→ Problem statement:
Starting with the line that holds "Task: locate the blue carpet", copy out each remaining line of the listing below, up to and including the last one, and include nothing else.

++++

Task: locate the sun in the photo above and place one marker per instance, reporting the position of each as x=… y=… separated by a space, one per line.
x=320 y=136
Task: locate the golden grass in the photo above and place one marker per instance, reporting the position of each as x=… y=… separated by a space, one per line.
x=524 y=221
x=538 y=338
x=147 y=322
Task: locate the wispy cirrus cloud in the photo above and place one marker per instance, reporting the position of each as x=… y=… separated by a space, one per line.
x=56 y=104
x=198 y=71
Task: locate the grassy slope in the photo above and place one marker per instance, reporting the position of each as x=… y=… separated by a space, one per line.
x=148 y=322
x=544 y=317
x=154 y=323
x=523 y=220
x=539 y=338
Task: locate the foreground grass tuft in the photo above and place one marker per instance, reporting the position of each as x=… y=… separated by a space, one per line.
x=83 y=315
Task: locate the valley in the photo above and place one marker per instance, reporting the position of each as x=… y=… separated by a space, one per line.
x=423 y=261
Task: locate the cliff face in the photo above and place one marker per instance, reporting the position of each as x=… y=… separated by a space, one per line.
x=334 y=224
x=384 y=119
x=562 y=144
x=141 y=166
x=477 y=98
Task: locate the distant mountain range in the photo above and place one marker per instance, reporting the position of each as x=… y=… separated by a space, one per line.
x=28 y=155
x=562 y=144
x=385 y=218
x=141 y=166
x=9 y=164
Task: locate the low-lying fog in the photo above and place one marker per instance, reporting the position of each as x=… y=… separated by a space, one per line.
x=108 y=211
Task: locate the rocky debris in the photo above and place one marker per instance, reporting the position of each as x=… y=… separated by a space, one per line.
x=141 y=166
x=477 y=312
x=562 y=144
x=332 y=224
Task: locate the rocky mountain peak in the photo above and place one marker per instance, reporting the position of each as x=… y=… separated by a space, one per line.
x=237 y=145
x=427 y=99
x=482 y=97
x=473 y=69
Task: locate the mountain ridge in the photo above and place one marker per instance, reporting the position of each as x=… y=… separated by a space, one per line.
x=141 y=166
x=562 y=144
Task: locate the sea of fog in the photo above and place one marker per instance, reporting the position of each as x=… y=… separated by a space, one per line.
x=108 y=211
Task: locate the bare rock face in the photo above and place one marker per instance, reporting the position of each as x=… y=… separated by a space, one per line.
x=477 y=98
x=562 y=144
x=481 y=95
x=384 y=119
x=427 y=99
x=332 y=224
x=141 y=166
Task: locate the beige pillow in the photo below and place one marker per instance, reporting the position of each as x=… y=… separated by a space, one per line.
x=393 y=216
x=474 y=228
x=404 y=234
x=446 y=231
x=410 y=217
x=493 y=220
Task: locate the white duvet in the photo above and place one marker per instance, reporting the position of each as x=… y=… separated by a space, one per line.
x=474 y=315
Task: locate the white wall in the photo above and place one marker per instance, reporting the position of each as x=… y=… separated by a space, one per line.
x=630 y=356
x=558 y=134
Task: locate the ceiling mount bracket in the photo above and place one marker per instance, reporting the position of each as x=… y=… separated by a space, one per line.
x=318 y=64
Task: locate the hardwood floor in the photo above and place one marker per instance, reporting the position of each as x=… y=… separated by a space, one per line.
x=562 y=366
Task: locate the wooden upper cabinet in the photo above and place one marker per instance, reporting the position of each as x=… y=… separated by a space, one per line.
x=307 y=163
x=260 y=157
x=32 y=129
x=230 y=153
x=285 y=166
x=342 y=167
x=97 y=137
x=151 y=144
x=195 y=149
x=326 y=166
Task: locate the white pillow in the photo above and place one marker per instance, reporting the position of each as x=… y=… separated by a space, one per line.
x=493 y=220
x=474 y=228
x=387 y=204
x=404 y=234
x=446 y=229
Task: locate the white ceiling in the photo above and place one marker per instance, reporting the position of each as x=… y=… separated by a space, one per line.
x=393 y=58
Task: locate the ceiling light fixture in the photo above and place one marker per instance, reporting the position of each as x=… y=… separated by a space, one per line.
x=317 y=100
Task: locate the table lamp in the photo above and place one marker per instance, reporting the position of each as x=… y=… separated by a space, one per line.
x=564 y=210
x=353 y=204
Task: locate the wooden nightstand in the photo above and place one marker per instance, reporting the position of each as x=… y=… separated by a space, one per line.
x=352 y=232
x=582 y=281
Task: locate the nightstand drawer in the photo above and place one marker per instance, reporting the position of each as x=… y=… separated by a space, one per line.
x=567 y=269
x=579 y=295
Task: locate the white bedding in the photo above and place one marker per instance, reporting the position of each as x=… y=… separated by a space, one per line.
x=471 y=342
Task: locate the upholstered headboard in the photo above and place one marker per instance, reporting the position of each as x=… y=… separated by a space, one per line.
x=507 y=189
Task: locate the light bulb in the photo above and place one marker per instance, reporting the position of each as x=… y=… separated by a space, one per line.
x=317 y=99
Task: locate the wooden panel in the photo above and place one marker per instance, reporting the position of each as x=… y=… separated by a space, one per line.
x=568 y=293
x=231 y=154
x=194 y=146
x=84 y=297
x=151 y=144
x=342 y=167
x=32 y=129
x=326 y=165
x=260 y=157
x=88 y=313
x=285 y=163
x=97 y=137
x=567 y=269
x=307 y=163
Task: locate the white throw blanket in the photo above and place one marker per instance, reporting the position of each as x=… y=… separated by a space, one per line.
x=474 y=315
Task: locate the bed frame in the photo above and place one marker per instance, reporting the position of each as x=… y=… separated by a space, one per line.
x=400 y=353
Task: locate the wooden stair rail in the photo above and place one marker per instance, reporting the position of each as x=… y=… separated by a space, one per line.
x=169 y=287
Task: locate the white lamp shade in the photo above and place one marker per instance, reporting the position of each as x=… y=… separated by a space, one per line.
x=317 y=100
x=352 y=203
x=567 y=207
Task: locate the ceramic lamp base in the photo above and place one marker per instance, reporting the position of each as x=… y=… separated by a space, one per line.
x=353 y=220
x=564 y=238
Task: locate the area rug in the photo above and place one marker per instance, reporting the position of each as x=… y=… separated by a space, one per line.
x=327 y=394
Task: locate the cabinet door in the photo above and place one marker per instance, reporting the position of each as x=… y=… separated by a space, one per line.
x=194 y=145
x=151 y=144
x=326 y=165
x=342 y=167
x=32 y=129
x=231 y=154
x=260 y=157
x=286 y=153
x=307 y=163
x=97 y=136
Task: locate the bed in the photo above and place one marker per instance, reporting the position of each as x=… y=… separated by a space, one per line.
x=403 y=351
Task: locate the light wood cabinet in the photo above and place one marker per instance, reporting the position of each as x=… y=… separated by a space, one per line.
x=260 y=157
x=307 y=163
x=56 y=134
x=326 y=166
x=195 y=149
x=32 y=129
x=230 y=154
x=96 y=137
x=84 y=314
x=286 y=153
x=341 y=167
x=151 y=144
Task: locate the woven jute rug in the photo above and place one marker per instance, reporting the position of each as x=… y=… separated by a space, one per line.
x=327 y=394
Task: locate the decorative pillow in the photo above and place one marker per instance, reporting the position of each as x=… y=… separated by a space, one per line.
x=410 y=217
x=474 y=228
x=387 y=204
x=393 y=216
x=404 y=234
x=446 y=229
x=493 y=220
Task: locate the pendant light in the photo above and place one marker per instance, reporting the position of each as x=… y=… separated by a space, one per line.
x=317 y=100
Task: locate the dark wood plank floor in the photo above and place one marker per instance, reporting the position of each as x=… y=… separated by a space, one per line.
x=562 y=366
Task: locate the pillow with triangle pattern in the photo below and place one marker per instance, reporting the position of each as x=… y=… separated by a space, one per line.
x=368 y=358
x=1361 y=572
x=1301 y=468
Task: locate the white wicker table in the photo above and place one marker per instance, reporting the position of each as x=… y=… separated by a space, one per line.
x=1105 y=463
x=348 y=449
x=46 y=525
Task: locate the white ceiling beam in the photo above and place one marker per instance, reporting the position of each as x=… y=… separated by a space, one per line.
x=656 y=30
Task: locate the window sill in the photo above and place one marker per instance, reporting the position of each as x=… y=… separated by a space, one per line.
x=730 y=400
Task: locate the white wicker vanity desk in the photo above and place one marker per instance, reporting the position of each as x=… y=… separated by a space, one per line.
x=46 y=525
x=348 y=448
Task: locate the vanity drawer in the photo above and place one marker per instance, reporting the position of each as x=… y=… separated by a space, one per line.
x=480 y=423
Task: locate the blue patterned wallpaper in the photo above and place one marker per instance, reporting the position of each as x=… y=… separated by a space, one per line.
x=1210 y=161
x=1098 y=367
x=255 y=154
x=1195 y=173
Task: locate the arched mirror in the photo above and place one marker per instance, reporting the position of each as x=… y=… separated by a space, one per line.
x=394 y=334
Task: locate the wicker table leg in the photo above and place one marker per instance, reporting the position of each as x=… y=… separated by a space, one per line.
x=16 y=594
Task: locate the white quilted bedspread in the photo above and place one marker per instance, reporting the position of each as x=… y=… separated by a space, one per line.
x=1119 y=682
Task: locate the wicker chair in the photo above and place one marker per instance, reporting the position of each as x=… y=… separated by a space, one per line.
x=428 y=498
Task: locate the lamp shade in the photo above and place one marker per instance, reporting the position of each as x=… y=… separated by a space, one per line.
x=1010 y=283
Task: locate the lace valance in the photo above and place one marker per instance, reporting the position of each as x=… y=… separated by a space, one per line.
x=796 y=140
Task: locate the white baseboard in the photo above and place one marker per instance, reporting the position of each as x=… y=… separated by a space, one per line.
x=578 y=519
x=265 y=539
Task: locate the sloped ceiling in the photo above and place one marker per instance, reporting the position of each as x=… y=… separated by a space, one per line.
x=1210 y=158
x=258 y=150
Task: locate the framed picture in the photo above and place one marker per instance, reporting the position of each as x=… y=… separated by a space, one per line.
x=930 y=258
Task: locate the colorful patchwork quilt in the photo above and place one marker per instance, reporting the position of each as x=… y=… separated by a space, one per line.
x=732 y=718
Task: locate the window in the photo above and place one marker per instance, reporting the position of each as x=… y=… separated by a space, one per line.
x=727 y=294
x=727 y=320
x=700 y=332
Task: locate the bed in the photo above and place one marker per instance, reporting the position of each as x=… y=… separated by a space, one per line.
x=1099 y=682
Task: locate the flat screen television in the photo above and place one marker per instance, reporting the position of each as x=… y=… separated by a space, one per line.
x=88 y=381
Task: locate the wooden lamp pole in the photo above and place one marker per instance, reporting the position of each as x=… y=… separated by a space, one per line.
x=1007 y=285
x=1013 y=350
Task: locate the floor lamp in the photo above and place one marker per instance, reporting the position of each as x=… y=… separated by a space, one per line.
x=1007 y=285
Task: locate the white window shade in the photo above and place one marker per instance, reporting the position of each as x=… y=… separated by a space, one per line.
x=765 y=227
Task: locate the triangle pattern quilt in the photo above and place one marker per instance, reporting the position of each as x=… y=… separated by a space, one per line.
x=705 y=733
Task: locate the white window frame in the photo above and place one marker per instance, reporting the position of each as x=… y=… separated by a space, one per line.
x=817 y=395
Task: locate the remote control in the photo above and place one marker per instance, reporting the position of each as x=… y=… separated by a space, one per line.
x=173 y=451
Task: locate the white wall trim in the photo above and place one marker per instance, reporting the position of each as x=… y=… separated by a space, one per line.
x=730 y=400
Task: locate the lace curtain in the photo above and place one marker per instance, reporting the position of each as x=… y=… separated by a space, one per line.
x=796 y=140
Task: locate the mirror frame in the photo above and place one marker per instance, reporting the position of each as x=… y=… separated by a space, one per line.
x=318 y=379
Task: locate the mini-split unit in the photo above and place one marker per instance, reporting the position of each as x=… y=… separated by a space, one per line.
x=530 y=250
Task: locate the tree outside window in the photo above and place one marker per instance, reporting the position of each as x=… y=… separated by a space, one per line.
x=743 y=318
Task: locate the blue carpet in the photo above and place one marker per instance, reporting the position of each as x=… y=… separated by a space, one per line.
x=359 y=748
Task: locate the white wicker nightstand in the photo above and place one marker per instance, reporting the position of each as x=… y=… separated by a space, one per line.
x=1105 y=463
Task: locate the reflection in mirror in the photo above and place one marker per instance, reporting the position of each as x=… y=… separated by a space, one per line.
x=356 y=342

++++

→ Final answer:
Task: locate the blue carpet in the photo above and place one marker per instance, reporting the position of each as x=… y=… separated by a space, one per line.
x=359 y=748
Task: locate the white wicker nightstand in the photo above and place one marker per instance, reporting the position of each as x=… y=… separated by a space, one per line.
x=1105 y=463
Task: locate the reflection in mirror in the photo above and place one marker per instance, reporting the position of each as x=… y=… separated by a space, one per line.
x=356 y=342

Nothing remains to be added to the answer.